-- Start Selected excerpt --

EXHIBIT (d).5
INVESTMENT ADVISORY AND MANAGEMENT AGREEMENT
THIS AGREEMENT, made this 22nd day of March 1996, by and between
Fortis Series Fund, Inc., a Minnesota corporation (the "Fund") and Fortis
Advisers, Inc., a Minnesota corporation ("Advisers").
1. INVESTMENT ADVISORY AND MANAGEMENT SERVICES.
The Fund hereby engages Advisers, and Advisers hereby agrees to act,
as investment adviser for, and to manage the affairs, business and the
investment of the assets of the Value Series, the S&P 500 Index Series, and the
Blue Chip Stock Series of the Fund. Each such Series is herein individually
referred to as a "Series," and the Series are herein collectively referred to as
the "Series."
The investment of the assets of the Series shall at all times be
subject to the applicable provisions of the Articles of Incorporation and Bylaws
of the Fund and the current Registration Statement (including the Prospectus and
Statement of Additional Information) of the Series and shall conform to the
policies and restrictions of the Series as set forth in the Registration
Statement and any additional limitations as may be adopted from time to time by
the Board of Directors of the Fund and communicated to Advisers. Within the
framework of the investment policies, restrictions, and limitations of the
Series, Advisers shall have the sole and exclusive responsibility for the
management of the Series and the making and execution of all investment
decisions for the Series, provided:
Advisers may, at is option and expense, with respect to each of the Series,
appoint a sub-adviser, which shall assume such responsibilities and
obligations of Advisers pursuant to this Investment Advisory and Management
Agreement as shall be delegated to the sub-adviser; provided, however, that
any discretionary investment decisions made by a sub-adviser on behalf of
any of the Series shall be subject to approval or ratification by Advisers,
and, not withstanding any delegation of responsibilities and obligations to
the sub-adviser, Advisers shall retain the right, in its discretion, to
make investment decisions for the Series. Any appointment of a sub-adviser
and assumption of responsibilities and obligations of Advisers by such
sub-adviser shall be subject to approval by the Board of Directors of the
Fund and, to the extent (if any) required by law, by the shareholders of
the Series. Any appointment of a sub-adviser for the Series pursuant
hereto shall in no way limit or diminish Advisers' obligations and
responsibilities under this Investment Advisory and Management Agreement,
and Advisers shall be responsible for monitoring compliance by the
sub-adviser(s) with the investment policies, restrictions, and limitations
of the Series, and will also be responsible for ensuring that the Series
are managed in a way so that: (1) they meet the requirements of Subchapter
M of the Internal Revenue Code to be taxed as a regulated investment
company; and (2) they comply with the provisions of Section 817(h) of the
Internal Revenue Code, and the regulations promulgated thereunder.

-- End Selected excerpt --

*What you will do*:
A. According to the advisory agreement, which three Series of the Fund will Advisers manage?
B. Continue the investment advisory agreement, picking up right after its final sentence.

-- Start Entries provided --

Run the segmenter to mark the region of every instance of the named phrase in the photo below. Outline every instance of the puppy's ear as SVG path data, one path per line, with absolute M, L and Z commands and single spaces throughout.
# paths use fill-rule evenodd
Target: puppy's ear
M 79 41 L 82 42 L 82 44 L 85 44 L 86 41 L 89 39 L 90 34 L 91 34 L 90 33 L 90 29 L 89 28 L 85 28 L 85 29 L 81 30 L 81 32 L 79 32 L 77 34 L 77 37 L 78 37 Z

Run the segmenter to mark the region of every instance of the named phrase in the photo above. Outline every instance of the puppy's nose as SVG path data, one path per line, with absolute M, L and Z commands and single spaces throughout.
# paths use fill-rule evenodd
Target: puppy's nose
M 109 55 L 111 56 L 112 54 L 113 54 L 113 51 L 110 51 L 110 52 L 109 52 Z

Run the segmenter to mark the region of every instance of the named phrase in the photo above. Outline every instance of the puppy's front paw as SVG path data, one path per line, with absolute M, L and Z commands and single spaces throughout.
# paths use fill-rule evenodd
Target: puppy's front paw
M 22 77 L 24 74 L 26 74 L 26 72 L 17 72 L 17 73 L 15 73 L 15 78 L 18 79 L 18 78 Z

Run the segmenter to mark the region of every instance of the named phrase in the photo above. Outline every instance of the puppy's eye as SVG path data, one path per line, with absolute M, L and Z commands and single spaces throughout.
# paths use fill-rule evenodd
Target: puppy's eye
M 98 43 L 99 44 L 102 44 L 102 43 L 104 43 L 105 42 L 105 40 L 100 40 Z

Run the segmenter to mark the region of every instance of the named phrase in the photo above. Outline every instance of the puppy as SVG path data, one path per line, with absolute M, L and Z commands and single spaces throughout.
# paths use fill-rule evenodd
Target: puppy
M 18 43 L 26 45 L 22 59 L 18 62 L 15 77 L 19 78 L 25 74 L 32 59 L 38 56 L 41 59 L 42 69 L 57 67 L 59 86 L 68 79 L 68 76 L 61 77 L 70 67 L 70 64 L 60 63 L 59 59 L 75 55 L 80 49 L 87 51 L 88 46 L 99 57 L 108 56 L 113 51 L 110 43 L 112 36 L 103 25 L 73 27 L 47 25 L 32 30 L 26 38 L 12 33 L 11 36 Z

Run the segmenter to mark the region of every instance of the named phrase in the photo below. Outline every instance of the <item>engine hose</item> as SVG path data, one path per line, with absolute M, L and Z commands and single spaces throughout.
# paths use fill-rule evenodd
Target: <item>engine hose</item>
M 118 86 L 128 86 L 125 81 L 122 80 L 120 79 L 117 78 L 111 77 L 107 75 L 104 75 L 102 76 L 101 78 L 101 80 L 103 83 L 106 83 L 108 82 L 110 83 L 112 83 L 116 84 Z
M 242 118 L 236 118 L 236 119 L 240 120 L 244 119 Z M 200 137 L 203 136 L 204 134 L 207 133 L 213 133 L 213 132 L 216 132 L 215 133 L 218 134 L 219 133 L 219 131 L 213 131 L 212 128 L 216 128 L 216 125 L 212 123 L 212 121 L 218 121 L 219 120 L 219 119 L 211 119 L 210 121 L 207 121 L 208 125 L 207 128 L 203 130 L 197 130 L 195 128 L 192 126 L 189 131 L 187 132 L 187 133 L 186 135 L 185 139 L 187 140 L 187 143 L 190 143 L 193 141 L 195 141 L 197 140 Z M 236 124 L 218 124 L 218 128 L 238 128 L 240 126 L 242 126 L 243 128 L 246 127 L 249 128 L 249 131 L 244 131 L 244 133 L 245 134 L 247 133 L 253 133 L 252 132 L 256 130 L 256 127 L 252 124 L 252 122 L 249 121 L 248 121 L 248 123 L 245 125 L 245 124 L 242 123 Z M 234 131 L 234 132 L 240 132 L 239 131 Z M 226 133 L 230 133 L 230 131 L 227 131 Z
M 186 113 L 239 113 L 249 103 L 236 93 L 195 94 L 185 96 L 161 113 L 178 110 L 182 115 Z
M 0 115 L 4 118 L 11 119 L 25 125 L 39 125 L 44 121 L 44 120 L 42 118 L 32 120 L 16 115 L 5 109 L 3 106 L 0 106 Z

-- End Entries provided --

*Results of the tasks*:
A. The Value Series, the S&P 500 Index Series, and the Blue Chip Stock Series.

B.
Advisers shall report to the Board of Directors regularly at such times and in
such detail as the Board may from time to time determine to be appropriate, in
order to permit the Board to determine the adherence of Advisers to the
investment policies of the Series.
Advisers shall, at its own expense, furnish the Fund suitable office
space, and all necessary office facilities, equipment and personnel for
servicing the investments of the Fund. Advisers shall arrange, if required by
the Fund, for officers, employees or other affiliates of Advisers to serve
without compensation from the Fund as directors, officers, or employees of the
Fund if duly elected to such positions by the shareholders or directors of the
Fund.
Advisers shall create and maintain all reports, books and records
relating to its activities and obligations under this Agreement in such a manner
as will meet the obligations of the Fund under the Investment Company Act of
1940, applicable federal and state tax and insurance laws and regulations and
any other law or regulation which may be or become applicable to the Fund. All
such reports, books and records shall be the property of the Fund. Furthermore,
such reports, books and records shall at all reasonable times be available for
copying and otherwise open to inspection and audit by the Securities and
Exchange Commission, banking and insurance regulators and other authorities and
regulators having authority over the Fund, and by officers and employees of, and
auditors employed by, the Fund. Advisers hereby further agrees that, upon the
termination of this Agreement, all reports, books and records pertaining to
Adviser's activities under this Agreement shall be promptly segregated and
returned to the Fund free from any claim or retention of rights by Advisers.
2. COMPENSATION FOR SERVICES.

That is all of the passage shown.